== Written task 1 ==
In the forum thread on German Shepherd colors below, why does Britt Caleb & Enzo agree that the puppy looks like a Shepherd x Rott mix?
** Start of Text to read **
No, that is a proper GSD color.

They come in:
Black and Tan
Blue and Tan
Liver and Tan
Liver Sable
Blue Sable
Solid Black
Solid Blue
Solid Liver
Solid White
Sable

All the 'and tan' dogs + the sables can come in:
Saddle
Blanket
Bi-color


----------



## Britt Caleb & Enzo (Mar 28, 2009)

Xeph said:


> Your puppy looks Shepherd x Rott BC&E


Yeah, that seems to be the general consensus on him. He has all the classic markings, but now that he has gotten older his tail has gotten very full, just like a Shepherd's tail. We're still not sure where the curly ears came from... they seem to get curlier the older he gets! 

(Sorry I jacked your thread GSDGAL!  )


----------



## marsha=whitie (Dec 29, 2008)

GSDGAL said:


> [/IMG]


Its a huge version of my girl, with the SAME NAME!!! holy shiz!


----------



## JMP (May 29, 2009)

Your Shepherd is a bi-color with some unusual faults (the tan markings above the eyes, on the neck and tops of the fromt legs)


----------



## Xeph (May 7, 2007)

JMP, the dog's color is NOT faulted in anyway. That's a normal bi color.


----------



## marsha=whitie (Dec 29, 2008)

Xeph said:


> JMP, the dog's color is NOT faulted in anyway. That's a normal bi color.


Yeah... I'm no shepherd expert, but even I knew that it wasn't a fault. I had a long haired shepherd that was bi-color like that. She also had a clef pallet... (she was my heart dog)


----------



## Foyerhawk (May 7, 2009)

That's the same color as my puppy, basically


----------



## MissMutt (Aug 8, 2008)

I have to ask, Foyer.. when the heck did you get that cutie?!


----------



## cshellenberger (Dec 2, 2006)

Foyerhawk said:


> That's the same color as my puppy, basically


Oh he's beautiful! 
Of course I have a weakness for black Bi-colors!!!!


----------



## Equinox (Nov 11, 2008)

So the story is is that Foyerhawk decides to bring in a cutie patootie German shepherd puppy and not tell us Dogforums people


----------



## Xeph (May 7, 2007)

I'm going to pray for Foyer, considering he's got Lord Gleisdrick behind him xD!!!


----------



## Spicy1_VV (Jun 1, 2007)

Looks like black and tan to me?

I've seen the color lots of GSD, whatever it is referred to in that breed.


----------



## Xeph (May 7, 2007)

Spicy, he's a black and tan bi-color


----------



## coby09Jan15 (Aug 19, 2009)

I love German Sheppard !!


----------



## Foyerhawk (May 7, 2009)

Xeph said:


> I'm going to pray for Foyer, considering he's got Lord Gleisdrick behind him xD!!!
** End of Text to read **
** Start of Provided data **
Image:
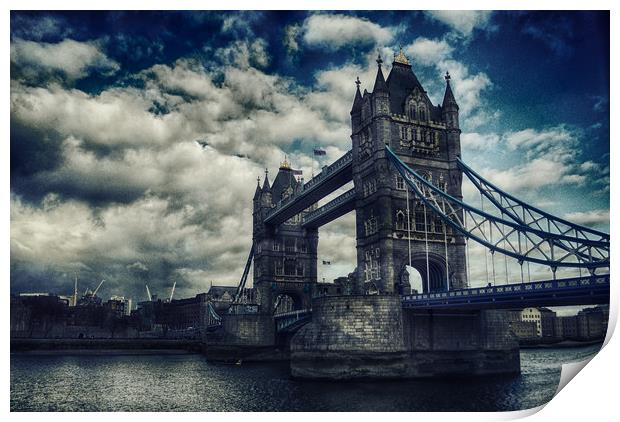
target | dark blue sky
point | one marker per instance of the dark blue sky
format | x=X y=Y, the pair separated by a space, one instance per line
x=106 y=108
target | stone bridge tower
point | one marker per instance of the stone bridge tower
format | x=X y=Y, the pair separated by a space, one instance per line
x=426 y=137
x=285 y=255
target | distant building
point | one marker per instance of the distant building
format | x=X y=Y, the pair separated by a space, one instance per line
x=570 y=328
x=533 y=315
x=524 y=330
x=119 y=305
x=591 y=323
x=37 y=315
x=221 y=296
x=184 y=314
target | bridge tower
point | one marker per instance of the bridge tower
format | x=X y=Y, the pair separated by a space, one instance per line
x=399 y=113
x=285 y=255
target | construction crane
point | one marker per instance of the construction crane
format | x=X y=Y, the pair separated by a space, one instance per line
x=97 y=289
x=75 y=292
x=172 y=291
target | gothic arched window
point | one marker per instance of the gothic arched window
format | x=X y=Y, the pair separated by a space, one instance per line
x=412 y=111
x=400 y=220
x=422 y=113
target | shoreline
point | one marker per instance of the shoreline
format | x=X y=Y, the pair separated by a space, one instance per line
x=566 y=344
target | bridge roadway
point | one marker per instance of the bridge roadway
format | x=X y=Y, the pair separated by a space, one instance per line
x=590 y=290
x=331 y=178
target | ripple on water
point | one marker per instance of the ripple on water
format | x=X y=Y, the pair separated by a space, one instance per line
x=190 y=383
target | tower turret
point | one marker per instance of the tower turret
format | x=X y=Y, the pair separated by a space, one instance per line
x=450 y=109
x=356 y=110
x=266 y=192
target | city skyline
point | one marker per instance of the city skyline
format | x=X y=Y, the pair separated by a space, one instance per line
x=110 y=178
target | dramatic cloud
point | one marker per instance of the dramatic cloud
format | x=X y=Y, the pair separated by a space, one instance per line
x=479 y=141
x=463 y=21
x=429 y=52
x=468 y=88
x=71 y=58
x=589 y=218
x=336 y=31
x=134 y=156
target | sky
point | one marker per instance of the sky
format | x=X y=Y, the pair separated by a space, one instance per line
x=137 y=137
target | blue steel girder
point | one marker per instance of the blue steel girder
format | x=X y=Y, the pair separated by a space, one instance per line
x=331 y=178
x=334 y=209
x=524 y=213
x=589 y=290
x=524 y=242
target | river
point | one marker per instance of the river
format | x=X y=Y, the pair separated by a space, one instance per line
x=187 y=382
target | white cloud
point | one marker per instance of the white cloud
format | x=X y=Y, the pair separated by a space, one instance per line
x=335 y=31
x=479 y=141
x=429 y=52
x=72 y=58
x=463 y=21
x=245 y=53
x=589 y=218
x=291 y=35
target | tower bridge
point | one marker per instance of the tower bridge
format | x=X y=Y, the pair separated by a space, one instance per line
x=407 y=173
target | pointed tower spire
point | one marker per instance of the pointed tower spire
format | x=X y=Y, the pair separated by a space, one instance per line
x=380 y=85
x=257 y=193
x=266 y=183
x=448 y=98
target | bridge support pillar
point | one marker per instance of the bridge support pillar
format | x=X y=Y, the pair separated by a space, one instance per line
x=351 y=337
x=373 y=337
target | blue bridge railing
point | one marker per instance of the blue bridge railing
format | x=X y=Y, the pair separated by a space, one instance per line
x=588 y=290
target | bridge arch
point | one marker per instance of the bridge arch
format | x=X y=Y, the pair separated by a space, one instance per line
x=286 y=301
x=436 y=272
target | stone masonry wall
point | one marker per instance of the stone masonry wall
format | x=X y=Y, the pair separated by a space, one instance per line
x=353 y=323
x=251 y=330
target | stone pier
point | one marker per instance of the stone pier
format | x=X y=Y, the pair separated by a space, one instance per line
x=372 y=337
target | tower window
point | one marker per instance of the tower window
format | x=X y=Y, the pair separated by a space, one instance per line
x=400 y=220
x=412 y=111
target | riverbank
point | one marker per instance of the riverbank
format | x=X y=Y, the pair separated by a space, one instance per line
x=190 y=382
x=565 y=344
x=104 y=346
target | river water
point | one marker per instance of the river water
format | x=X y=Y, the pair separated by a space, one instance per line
x=190 y=383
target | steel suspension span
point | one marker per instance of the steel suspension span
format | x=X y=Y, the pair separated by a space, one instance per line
x=244 y=276
x=521 y=231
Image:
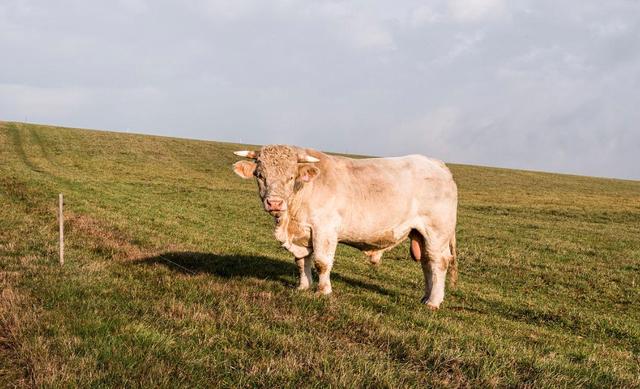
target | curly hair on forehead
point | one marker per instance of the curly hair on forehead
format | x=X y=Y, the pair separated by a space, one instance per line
x=278 y=158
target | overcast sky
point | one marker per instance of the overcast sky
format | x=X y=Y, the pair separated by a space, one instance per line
x=535 y=84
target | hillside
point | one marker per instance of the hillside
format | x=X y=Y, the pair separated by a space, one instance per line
x=173 y=278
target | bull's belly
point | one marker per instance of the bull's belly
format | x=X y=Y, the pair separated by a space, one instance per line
x=379 y=240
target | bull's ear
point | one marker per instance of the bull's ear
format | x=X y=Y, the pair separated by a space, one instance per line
x=306 y=173
x=246 y=153
x=244 y=169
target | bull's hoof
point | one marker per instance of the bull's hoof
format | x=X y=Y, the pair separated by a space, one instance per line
x=323 y=291
x=429 y=304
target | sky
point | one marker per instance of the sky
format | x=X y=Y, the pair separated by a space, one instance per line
x=534 y=84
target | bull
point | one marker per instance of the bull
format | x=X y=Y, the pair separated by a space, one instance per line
x=373 y=204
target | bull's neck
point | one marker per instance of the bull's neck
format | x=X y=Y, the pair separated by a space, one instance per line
x=294 y=206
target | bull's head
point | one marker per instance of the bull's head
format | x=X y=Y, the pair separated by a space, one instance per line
x=281 y=171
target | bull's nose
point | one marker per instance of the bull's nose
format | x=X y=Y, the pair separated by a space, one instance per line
x=274 y=204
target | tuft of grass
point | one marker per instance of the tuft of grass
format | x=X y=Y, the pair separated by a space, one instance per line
x=173 y=278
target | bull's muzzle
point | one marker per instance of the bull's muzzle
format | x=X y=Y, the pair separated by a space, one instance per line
x=274 y=204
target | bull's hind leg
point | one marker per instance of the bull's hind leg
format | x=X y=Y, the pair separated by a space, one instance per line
x=304 y=268
x=434 y=261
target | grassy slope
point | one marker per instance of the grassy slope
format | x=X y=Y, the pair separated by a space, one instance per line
x=548 y=291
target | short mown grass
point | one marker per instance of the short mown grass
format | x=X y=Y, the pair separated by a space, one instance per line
x=173 y=278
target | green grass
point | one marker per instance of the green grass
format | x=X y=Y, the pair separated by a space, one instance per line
x=173 y=278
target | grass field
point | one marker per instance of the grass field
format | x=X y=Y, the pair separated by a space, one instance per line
x=173 y=278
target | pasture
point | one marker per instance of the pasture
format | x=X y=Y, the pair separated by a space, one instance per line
x=173 y=278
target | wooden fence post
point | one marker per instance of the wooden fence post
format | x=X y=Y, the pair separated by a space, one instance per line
x=61 y=222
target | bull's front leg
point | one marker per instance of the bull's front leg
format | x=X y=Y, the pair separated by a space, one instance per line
x=304 y=268
x=324 y=250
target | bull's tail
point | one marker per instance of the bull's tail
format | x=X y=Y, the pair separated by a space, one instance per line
x=453 y=262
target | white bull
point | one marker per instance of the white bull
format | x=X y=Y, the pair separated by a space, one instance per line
x=373 y=204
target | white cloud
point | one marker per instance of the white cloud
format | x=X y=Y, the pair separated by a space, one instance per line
x=476 y=10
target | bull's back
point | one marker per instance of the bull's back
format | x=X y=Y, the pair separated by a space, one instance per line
x=380 y=194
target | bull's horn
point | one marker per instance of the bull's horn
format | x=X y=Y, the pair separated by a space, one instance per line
x=246 y=153
x=307 y=158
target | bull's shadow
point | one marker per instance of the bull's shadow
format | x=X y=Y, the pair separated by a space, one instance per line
x=244 y=266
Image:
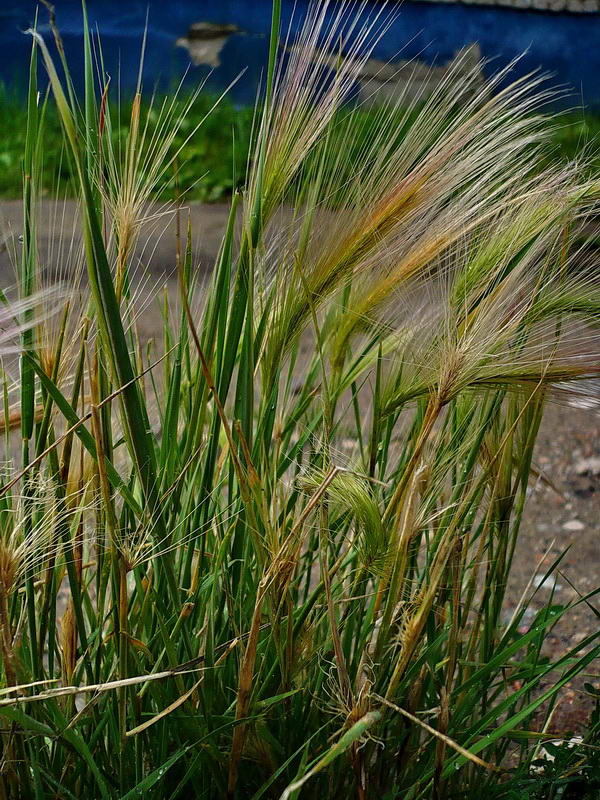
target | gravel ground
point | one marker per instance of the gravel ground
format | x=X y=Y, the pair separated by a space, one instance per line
x=563 y=510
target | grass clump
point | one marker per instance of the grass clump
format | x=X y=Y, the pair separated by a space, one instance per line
x=269 y=558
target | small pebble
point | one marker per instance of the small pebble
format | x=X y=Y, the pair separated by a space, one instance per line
x=573 y=525
x=588 y=466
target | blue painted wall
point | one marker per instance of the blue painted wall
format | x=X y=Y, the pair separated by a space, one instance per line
x=567 y=45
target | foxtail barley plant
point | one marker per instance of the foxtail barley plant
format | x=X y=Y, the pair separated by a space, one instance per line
x=268 y=556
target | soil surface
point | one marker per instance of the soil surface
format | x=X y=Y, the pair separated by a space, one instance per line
x=563 y=510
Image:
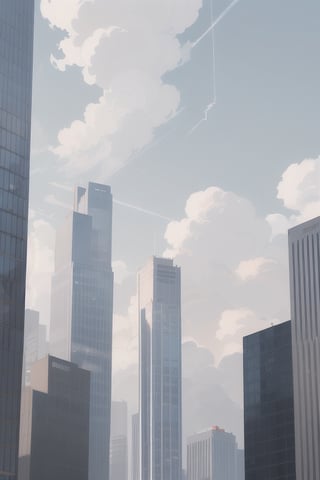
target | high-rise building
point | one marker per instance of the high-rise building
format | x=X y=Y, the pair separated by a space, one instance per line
x=82 y=304
x=54 y=431
x=135 y=447
x=35 y=342
x=268 y=404
x=240 y=465
x=304 y=262
x=159 y=297
x=119 y=441
x=212 y=455
x=16 y=53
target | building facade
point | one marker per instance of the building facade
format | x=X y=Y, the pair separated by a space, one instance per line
x=82 y=308
x=159 y=297
x=212 y=455
x=16 y=54
x=268 y=404
x=135 y=447
x=35 y=342
x=304 y=263
x=54 y=431
x=119 y=441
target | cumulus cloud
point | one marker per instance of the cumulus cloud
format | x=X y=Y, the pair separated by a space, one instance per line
x=299 y=191
x=125 y=49
x=231 y=270
x=250 y=269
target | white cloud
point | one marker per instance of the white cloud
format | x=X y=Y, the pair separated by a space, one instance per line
x=220 y=241
x=250 y=269
x=125 y=50
x=299 y=191
x=120 y=270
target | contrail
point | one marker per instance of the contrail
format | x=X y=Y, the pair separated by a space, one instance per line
x=215 y=23
x=142 y=210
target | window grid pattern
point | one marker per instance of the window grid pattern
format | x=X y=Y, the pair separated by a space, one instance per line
x=16 y=44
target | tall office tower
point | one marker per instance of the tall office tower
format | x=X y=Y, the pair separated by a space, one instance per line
x=240 y=465
x=35 y=342
x=119 y=441
x=54 y=430
x=159 y=296
x=16 y=52
x=135 y=447
x=81 y=313
x=304 y=263
x=212 y=455
x=268 y=404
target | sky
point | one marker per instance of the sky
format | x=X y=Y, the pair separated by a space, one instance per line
x=211 y=146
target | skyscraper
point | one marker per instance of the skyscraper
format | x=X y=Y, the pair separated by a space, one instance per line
x=268 y=405
x=304 y=263
x=35 y=342
x=81 y=313
x=54 y=432
x=135 y=447
x=159 y=297
x=212 y=455
x=119 y=441
x=16 y=52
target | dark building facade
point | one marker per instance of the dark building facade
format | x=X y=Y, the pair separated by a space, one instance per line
x=304 y=263
x=159 y=297
x=268 y=405
x=16 y=53
x=54 y=431
x=82 y=308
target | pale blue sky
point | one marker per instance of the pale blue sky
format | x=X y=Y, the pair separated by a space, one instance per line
x=266 y=118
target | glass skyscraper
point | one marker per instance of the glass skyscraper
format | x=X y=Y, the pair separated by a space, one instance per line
x=159 y=297
x=304 y=262
x=268 y=405
x=212 y=455
x=82 y=307
x=16 y=52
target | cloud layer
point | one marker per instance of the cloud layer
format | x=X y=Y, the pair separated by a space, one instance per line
x=125 y=48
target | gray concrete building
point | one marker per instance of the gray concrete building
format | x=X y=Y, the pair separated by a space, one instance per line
x=16 y=59
x=304 y=263
x=119 y=441
x=135 y=447
x=212 y=455
x=159 y=297
x=35 y=342
x=82 y=308
x=54 y=430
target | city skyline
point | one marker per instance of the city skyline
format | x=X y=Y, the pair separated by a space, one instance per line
x=204 y=126
x=16 y=61
x=82 y=308
x=259 y=148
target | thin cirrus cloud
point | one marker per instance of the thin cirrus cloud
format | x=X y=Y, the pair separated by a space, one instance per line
x=125 y=50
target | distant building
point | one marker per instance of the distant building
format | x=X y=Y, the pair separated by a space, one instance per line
x=54 y=431
x=135 y=447
x=212 y=455
x=16 y=55
x=240 y=474
x=304 y=263
x=119 y=441
x=82 y=308
x=35 y=342
x=159 y=297
x=268 y=405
** End of Provided data **
== Written task 2 ==
Rewrite the rows, from the start of the rows through the line containing "x=110 y=178", as a JSON list of strings with one string per line and blank lines omitted. Leave the pictures out.

== Complete response 1 ==
The puppy has all the classic markings. As he has gotten older, his tail has also become very full, like a Shepherd's tail.

== Complete response 2 ==
[
  "Image:",
  "target | dark blue sky",
  "point | one marker per instance of the dark blue sky",
  "format | x=X y=Y, the pair separated by a space, one instance per line",
  "x=106 y=108",
  "target | stone bridge tower",
  "point | one marker per instance of the stone bridge tower",
  "format | x=X y=Y, the pair separated by a space, one instance per line",
  "x=426 y=137",
  "x=285 y=255",
  "target | distant building",
  "point | one marker per instance of the distant building",
  "format | x=X y=Y, the pair separated by a space, one instance per line",
  "x=570 y=328",
  "x=533 y=315",
  "x=524 y=330",
  "x=119 y=305",
  "x=591 y=323",
  "x=37 y=315",
  "x=221 y=296",
  "x=184 y=314",
  "target | bridge tower",
  "point | one marker per instance of the bridge tower",
  "format | x=X y=Y, the pair separated by a space, one instance per line",
  "x=399 y=113",
  "x=285 y=255",
  "target | construction crane",
  "point | one marker per instance of the construction crane",
  "format | x=X y=Y, the pair separated by a space, one instance per line",
  "x=97 y=289",
  "x=75 y=292",
  "x=172 y=291",
  "target | gothic arched window",
  "point | one marker per instance of the gothic arched window",
  "format | x=X y=Y, the pair separated by a space, one instance per line",
  "x=412 y=111",
  "x=400 y=220",
  "x=422 y=113",
  "target | shoreline",
  "point | one marker per instance of the shoreline",
  "format | x=X y=Y, the pair separated by a space, one instance per line",
  "x=566 y=344",
  "target | bridge roadway",
  "point | one marker per instance of the bridge roadway",
  "format | x=X y=Y, the pair separated by a space, one instance per line",
  "x=590 y=290",
  "x=331 y=178",
  "target | ripple on water",
  "point | one marker per instance of the ripple on water",
  "format | x=X y=Y, the pair separated by a space, one instance per line",
  "x=190 y=383",
  "target | tower turret",
  "point | one marker per instance of the tower turret",
  "format | x=X y=Y, the pair separated by a space, one instance per line",
  "x=450 y=109",
  "x=356 y=110",
  "x=266 y=192",
  "target | city skyline",
  "point | one marker per instance of the city skyline",
  "format | x=X y=Y, the pair separated by a space, one instance per line",
  "x=110 y=178"
]